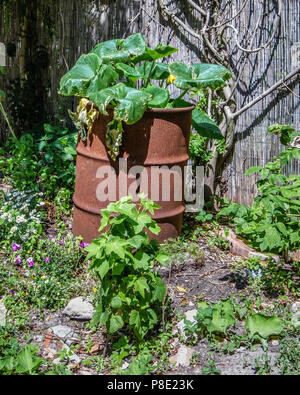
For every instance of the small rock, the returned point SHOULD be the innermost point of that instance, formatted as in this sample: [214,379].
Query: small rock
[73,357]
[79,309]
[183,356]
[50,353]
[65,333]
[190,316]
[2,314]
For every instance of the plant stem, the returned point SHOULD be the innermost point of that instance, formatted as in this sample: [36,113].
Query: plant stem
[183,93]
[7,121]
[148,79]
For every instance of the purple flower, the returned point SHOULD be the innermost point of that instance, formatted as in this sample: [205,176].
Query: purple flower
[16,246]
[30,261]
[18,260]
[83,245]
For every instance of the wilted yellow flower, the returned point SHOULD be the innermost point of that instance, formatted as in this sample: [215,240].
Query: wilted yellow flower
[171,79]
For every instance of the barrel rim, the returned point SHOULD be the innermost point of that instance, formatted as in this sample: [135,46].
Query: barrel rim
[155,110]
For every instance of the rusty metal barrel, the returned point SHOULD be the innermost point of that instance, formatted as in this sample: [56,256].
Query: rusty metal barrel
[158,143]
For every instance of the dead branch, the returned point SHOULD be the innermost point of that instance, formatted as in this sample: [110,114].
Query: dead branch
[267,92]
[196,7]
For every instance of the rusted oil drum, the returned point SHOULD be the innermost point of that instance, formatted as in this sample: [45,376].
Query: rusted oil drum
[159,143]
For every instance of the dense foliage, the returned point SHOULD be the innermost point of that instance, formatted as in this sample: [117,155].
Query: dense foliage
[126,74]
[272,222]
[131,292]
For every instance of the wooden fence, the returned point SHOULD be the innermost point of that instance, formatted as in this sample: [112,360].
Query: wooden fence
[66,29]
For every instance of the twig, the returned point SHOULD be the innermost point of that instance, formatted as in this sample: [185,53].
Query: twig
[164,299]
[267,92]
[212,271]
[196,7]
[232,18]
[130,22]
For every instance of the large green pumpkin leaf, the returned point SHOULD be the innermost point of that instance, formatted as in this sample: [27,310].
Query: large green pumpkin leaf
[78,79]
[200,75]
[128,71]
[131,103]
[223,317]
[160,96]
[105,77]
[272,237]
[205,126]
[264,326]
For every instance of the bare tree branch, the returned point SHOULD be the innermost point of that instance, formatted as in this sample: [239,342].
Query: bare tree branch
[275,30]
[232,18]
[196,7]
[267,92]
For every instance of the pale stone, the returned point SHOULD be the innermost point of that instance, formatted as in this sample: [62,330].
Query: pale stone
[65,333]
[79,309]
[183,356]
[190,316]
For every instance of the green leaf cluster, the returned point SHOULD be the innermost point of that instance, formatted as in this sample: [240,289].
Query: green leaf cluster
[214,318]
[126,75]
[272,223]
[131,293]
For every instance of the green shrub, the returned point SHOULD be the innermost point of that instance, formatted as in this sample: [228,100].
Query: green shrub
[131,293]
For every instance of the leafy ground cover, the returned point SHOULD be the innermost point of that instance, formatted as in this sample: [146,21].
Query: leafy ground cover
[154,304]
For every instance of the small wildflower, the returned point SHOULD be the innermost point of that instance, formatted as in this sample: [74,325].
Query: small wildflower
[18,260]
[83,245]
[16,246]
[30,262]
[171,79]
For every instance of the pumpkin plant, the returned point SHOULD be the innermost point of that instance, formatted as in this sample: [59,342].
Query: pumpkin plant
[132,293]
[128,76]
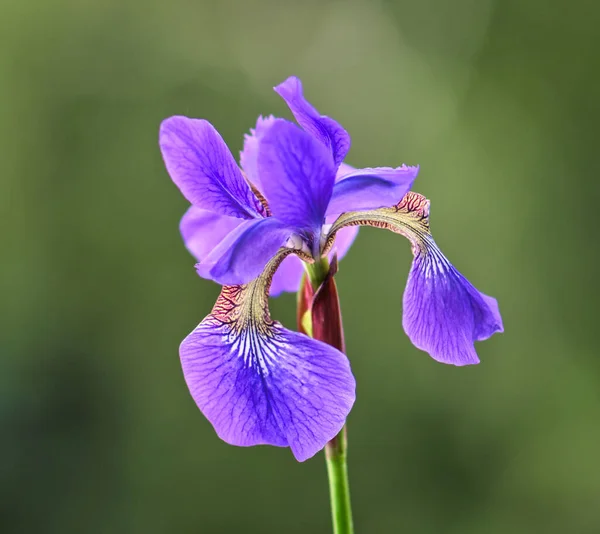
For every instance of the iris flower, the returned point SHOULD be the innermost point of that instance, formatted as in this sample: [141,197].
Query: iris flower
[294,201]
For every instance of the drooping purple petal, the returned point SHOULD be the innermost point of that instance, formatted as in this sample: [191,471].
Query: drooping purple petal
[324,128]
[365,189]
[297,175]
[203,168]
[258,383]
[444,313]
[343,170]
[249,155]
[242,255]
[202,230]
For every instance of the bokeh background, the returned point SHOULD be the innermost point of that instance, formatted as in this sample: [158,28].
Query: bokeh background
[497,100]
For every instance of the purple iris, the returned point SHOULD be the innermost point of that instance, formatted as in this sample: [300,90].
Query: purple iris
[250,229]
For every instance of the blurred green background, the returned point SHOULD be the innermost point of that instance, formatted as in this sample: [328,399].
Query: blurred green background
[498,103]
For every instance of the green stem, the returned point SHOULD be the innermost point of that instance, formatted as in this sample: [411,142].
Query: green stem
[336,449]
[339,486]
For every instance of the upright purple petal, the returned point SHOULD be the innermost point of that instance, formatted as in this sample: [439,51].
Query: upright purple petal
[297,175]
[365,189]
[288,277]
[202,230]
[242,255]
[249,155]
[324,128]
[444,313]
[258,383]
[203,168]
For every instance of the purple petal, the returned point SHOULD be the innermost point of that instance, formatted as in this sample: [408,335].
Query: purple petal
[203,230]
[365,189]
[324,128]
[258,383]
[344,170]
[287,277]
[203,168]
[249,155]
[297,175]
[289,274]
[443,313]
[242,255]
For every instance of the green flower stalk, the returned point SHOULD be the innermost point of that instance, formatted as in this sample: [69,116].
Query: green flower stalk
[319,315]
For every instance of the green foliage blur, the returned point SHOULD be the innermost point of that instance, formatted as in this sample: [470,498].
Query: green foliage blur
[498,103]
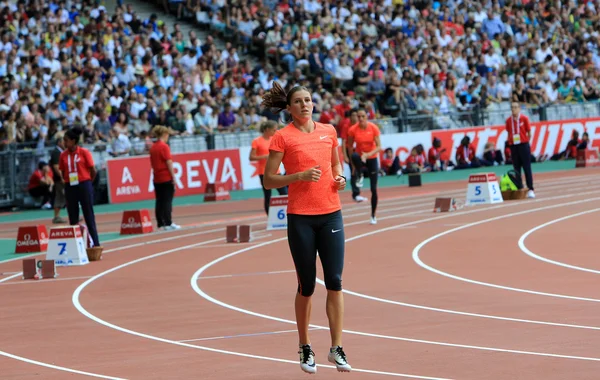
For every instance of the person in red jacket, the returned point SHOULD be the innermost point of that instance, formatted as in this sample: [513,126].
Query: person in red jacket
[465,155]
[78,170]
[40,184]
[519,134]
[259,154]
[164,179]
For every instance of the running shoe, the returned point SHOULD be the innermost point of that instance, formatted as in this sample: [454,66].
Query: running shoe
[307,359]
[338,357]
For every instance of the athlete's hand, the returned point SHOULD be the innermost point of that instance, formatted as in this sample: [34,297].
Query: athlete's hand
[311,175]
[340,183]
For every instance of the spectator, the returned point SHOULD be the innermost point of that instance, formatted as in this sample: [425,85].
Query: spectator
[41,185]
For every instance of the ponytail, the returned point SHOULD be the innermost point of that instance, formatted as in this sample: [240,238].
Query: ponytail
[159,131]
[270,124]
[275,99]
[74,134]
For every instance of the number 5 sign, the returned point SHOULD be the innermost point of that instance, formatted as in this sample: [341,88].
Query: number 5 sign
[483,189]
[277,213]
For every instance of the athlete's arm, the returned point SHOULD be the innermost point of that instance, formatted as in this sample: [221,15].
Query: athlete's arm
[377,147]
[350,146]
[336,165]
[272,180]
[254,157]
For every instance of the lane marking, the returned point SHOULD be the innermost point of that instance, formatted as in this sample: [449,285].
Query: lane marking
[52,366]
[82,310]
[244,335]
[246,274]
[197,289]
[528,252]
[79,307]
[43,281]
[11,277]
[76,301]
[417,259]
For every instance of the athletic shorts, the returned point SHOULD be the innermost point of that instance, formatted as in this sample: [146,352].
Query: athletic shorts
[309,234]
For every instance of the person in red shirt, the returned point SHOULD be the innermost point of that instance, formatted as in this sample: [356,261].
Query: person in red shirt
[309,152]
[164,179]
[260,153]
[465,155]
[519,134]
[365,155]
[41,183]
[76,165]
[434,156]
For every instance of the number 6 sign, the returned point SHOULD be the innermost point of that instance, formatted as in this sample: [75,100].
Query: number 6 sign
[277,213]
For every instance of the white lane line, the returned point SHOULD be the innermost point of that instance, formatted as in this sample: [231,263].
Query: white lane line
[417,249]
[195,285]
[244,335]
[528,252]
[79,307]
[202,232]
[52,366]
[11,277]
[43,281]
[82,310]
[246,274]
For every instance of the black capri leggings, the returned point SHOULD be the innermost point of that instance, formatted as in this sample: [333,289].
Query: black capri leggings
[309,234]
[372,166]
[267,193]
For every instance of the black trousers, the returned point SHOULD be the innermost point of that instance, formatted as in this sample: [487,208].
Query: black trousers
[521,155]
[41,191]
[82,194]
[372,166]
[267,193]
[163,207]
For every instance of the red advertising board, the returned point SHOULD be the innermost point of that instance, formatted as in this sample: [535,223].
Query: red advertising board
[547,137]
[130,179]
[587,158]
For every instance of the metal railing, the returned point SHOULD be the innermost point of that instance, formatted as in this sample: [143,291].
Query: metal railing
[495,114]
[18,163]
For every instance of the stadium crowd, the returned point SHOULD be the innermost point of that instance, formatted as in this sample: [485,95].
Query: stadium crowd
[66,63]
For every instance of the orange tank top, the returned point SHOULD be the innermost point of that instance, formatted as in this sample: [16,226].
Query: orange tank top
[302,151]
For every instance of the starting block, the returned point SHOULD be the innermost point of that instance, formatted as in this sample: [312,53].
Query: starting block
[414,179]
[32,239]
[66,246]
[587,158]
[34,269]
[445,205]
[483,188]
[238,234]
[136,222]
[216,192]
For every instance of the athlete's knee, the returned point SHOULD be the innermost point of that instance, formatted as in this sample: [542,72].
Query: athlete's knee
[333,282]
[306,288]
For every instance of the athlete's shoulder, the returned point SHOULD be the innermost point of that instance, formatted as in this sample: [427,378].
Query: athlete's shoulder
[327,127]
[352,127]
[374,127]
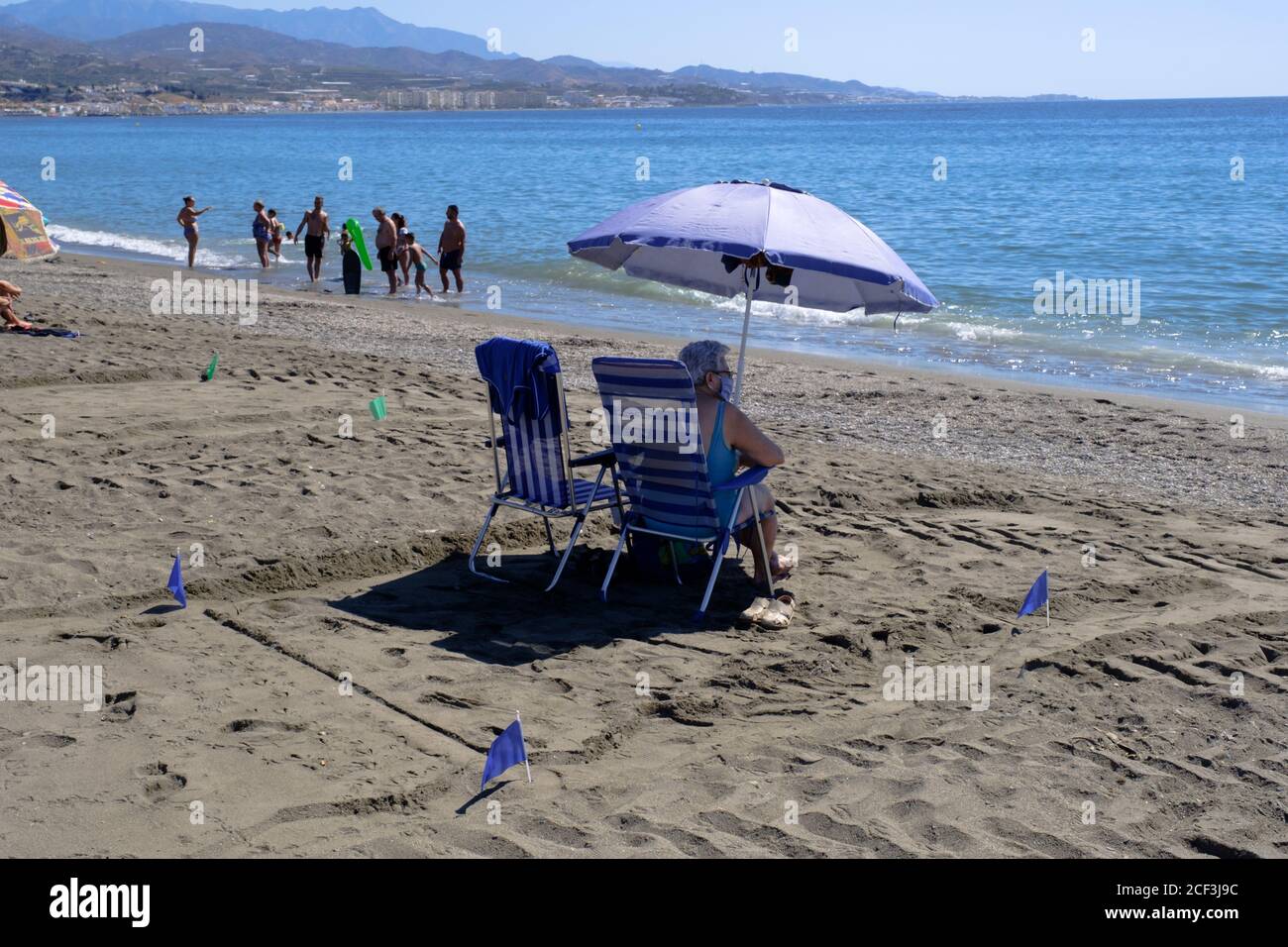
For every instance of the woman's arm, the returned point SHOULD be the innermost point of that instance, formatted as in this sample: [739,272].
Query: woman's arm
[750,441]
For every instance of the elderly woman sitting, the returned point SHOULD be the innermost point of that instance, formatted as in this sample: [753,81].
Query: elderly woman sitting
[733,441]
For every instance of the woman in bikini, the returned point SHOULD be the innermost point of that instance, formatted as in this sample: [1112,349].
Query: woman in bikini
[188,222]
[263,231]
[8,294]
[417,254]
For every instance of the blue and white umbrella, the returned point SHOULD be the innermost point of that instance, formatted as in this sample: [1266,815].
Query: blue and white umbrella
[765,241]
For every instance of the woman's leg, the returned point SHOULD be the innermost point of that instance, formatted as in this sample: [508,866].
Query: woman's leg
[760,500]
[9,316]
= = =
■ **INSTRUCTIONS TO FOLLOW**
Convert the entries above, starting at the line that contains "For every instance of the woman's arm, the" and ending at the last line of the entries, into a Markdown table with the columns Row and Line. Leave out blank lines, number each remaining line in Row, and put the line itself in Line.

■ **RESULT OF THE TASK**
| Row | Line |
|---|---|
| 1 | For every instance of the woman's arm, the returned point SHOULD be the innermost point of that instance, formatted as in this sample: [739,272]. |
| 2 | Query: woman's arm |
| 3 | [750,441] |
| 4 | For every instance of the elderly woman sitting, the returned point SHOULD be the innermost point of that instance, formatted as in this sample: [753,81]. |
| 5 | Query: elderly woman sitting |
| 6 | [733,441] |
| 7 | For every instance of the woman in bikini, the returned point SHOULD be the innermost point of that instance, formatted as in this sample: [1112,349]. |
| 8 | Query: woman in bikini |
| 9 | [188,222] |
| 10 | [263,231] |
| 11 | [8,294] |
| 12 | [417,254] |
| 13 | For every instance of the blue and white umbrella, the returned point SHOULD be the innermost point of that instance, formatted as in this sample: [1266,815]. |
| 14 | Query: blue and white umbrella |
| 15 | [765,241] |
| 16 | For every instance of the woman's leg, the returned point SHOULD be the innermost point of that instance, formatted as in this sample: [508,866]. |
| 17 | Query: woman's leg |
| 18 | [760,500] |
| 19 | [9,316] |